» **Work to do**: Arrange the lines of the listing below as a Markdown table with the columns "No." and "Line," numbering each row and skipping blank lines. Leave the pictures out of the table.

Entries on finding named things
┄┄┄┄┄┄┄┄┄┄┄┄┄┄┄┄┄┄┄┄
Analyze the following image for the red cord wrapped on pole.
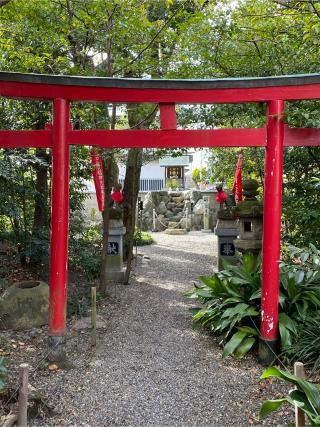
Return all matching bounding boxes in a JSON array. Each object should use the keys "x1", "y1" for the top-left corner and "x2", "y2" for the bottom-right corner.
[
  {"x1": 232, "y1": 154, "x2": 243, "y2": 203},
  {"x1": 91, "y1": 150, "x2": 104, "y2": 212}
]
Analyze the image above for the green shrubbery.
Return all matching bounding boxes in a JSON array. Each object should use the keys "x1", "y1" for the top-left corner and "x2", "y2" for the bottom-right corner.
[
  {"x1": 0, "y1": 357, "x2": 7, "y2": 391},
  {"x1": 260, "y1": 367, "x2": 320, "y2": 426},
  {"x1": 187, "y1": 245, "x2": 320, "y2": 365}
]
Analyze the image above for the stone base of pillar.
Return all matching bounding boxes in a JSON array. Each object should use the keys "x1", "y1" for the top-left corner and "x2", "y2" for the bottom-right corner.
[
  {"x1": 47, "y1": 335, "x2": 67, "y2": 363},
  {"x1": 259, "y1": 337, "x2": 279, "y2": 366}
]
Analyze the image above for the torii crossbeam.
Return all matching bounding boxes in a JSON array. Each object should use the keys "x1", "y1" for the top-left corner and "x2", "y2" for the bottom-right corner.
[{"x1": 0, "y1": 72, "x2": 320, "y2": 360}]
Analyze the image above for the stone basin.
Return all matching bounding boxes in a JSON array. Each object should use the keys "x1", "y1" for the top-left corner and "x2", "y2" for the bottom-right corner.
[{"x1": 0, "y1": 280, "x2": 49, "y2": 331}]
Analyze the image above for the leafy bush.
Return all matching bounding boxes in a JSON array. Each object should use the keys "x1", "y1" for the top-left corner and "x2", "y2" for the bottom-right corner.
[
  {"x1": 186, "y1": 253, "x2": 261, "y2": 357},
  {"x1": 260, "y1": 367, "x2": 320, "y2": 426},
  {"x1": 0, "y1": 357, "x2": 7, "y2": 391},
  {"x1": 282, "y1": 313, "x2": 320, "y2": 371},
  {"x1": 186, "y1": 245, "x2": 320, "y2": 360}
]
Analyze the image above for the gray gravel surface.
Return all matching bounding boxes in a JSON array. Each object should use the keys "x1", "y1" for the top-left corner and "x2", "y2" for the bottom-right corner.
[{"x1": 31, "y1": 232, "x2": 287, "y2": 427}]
┄┄┄┄┄┄┄┄┄┄┄┄┄┄┄┄┄┄┄┄
» **Response below**:
| No. | Line |
|---|---|
| 1 | Analyze the following image for the red cord wrapped on pole. |
| 2 | Return all matching bounding boxes in a JSON array. Each object should use the keys "x1", "y1" for the top-left corner and "x2", "y2" for the bottom-right corner. |
| 3 | [ |
| 4 |   {"x1": 232, "y1": 154, "x2": 243, "y2": 203}, |
| 5 |   {"x1": 91, "y1": 150, "x2": 104, "y2": 212} |
| 6 | ] |
| 7 | Analyze the image above for the green shrubbery. |
| 8 | Return all matching bounding boxes in a JSON array. Each object should use the keys "x1", "y1" for the top-left corner and "x2", "y2" for the bottom-right corner. |
| 9 | [ |
| 10 |   {"x1": 0, "y1": 357, "x2": 7, "y2": 391}, |
| 11 |   {"x1": 260, "y1": 367, "x2": 320, "y2": 426}, |
| 12 |   {"x1": 187, "y1": 245, "x2": 320, "y2": 365} |
| 13 | ] |
| 14 | Analyze the image above for the stone base of pillar. |
| 15 | Return all matching bounding boxes in a JSON array. Each object should use the keys "x1", "y1" for the top-left corner and "x2", "y2" for the bottom-right corner. |
| 16 | [ |
| 17 |   {"x1": 47, "y1": 335, "x2": 67, "y2": 363}, |
| 18 |   {"x1": 259, "y1": 337, "x2": 279, "y2": 366} |
| 19 | ] |
| 20 | Analyze the image above for the torii crossbeam. |
| 21 | Return all matching bounding boxes in a JSON array. Each object should use the keys "x1", "y1" for the top-left corner and "x2", "y2" for the bottom-right corner. |
| 22 | [{"x1": 0, "y1": 72, "x2": 320, "y2": 360}] |
| 23 | Analyze the image above for the stone basin. |
| 24 | Return all matching bounding boxes in a JSON array. Each object should use the keys "x1", "y1" for the top-left corner and "x2", "y2" for the bottom-right corner. |
| 25 | [{"x1": 0, "y1": 280, "x2": 49, "y2": 331}] |
| 26 | Analyze the image above for the leafy bush. |
| 27 | Return all matching bounding boxes in a JSON array. Each object should use the keys "x1", "y1" for the top-left corner and "x2", "y2" for the bottom-right corner. |
| 28 | [ |
| 29 |   {"x1": 186, "y1": 253, "x2": 261, "y2": 357}, |
| 30 |   {"x1": 260, "y1": 367, "x2": 320, "y2": 426}, |
| 31 |   {"x1": 0, "y1": 357, "x2": 7, "y2": 391}, |
| 32 |   {"x1": 282, "y1": 313, "x2": 320, "y2": 371}, |
| 33 |   {"x1": 186, "y1": 245, "x2": 320, "y2": 360} |
| 34 | ] |
| 35 | Analyze the image above for the gray gravel surface. |
| 36 | Return all matching bounding boxes in a JSON array. Each object should use the keys "x1", "y1" for the top-left corner and "x2", "y2" for the bottom-right corner. |
| 37 | [{"x1": 31, "y1": 232, "x2": 287, "y2": 427}] |